**The exercise**
Rewrite the records, from the line containing "mask job: purple sky" through the last line, as a Markdown table with columns Row and Text. Include both end lines, number each line, and omit blank lines.

## Begin

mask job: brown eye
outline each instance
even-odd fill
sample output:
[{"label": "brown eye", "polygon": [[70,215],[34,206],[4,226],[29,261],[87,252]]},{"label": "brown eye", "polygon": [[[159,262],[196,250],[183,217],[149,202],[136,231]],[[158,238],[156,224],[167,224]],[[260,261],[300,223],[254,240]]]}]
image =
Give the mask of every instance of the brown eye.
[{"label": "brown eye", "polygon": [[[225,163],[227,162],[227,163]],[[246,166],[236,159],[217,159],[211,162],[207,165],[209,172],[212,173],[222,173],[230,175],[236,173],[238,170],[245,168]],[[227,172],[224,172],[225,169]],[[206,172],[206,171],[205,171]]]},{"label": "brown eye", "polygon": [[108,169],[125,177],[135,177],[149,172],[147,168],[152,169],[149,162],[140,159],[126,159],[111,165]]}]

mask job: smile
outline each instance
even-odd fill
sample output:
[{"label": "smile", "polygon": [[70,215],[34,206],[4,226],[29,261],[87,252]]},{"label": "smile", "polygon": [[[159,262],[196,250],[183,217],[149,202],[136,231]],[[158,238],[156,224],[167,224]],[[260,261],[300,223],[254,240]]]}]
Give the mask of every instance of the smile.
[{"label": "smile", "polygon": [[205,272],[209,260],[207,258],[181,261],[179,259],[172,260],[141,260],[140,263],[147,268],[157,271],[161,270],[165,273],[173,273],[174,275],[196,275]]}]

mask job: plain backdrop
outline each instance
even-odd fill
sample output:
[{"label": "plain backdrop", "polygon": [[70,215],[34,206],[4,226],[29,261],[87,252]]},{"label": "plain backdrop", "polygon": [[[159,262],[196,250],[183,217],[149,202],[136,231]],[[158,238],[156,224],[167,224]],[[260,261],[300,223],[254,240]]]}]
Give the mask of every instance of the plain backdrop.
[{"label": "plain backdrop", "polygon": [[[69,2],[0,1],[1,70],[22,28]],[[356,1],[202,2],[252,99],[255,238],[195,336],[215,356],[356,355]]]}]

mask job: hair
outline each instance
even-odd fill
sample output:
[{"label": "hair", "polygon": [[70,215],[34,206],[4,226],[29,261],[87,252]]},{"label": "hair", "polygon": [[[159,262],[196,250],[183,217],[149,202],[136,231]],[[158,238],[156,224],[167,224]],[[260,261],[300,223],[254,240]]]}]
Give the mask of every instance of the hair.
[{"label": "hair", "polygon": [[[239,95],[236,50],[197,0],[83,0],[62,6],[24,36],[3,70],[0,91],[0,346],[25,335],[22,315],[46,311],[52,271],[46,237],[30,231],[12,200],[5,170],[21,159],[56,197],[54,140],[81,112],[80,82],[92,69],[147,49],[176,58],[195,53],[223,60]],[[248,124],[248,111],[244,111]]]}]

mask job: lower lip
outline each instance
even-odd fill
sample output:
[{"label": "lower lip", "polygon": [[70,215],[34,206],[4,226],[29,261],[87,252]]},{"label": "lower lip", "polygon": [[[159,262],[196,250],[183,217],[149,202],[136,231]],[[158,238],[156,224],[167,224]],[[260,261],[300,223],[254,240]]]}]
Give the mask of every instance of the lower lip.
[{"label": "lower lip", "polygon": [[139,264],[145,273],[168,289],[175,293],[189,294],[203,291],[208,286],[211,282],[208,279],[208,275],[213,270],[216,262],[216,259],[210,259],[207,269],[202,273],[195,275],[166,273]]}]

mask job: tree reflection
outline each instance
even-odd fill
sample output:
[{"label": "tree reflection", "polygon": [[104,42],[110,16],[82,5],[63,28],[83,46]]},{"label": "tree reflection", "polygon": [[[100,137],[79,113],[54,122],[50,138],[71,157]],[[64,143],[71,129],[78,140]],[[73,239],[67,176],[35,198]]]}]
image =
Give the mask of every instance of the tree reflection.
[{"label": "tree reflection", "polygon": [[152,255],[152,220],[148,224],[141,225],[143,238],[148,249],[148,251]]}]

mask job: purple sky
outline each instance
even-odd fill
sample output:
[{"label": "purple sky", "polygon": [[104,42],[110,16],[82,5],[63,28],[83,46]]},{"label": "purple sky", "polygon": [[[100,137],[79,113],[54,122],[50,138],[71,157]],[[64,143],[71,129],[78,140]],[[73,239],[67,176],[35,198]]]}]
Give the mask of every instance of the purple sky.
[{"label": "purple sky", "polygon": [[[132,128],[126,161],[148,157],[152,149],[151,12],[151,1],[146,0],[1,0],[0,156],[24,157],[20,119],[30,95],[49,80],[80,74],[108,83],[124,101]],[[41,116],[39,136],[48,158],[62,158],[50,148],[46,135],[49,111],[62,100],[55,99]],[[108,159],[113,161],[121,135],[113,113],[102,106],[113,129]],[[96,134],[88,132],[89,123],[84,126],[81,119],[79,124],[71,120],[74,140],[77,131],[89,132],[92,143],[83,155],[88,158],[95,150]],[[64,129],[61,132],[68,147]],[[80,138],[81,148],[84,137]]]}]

## End

**Full output**
| Row | Text |
|---|---|
| 1 | mask job: purple sky |
| 2 | outline each instance |
| 3 | even-odd fill |
| 4 | sample output: |
| 5 | [{"label": "purple sky", "polygon": [[104,42],[110,16],[82,5],[63,28],[83,46]]},{"label": "purple sky", "polygon": [[[100,137],[79,113],[54,122],[50,138],[71,157]],[[64,143],[71,129],[78,140]],[[73,239],[67,176],[35,198]]]}] |
| 6 | Give the mask of every instance of the purple sky. |
| 7 | [{"label": "purple sky", "polygon": [[[132,128],[126,161],[148,157],[152,149],[151,12],[151,1],[146,0],[1,0],[0,156],[24,157],[20,119],[30,95],[49,80],[80,74],[108,83],[124,101]],[[41,116],[39,136],[48,158],[62,158],[50,148],[46,135],[49,111],[62,100],[55,99]],[[108,159],[113,161],[121,135],[113,113],[102,106],[113,129]],[[96,134],[88,132],[89,123],[84,126],[81,119],[79,124],[71,120],[74,140],[77,131],[89,132],[92,143],[83,155],[88,158],[95,150]],[[64,129],[61,132],[68,147]],[[80,138],[81,148],[84,137]]]}] |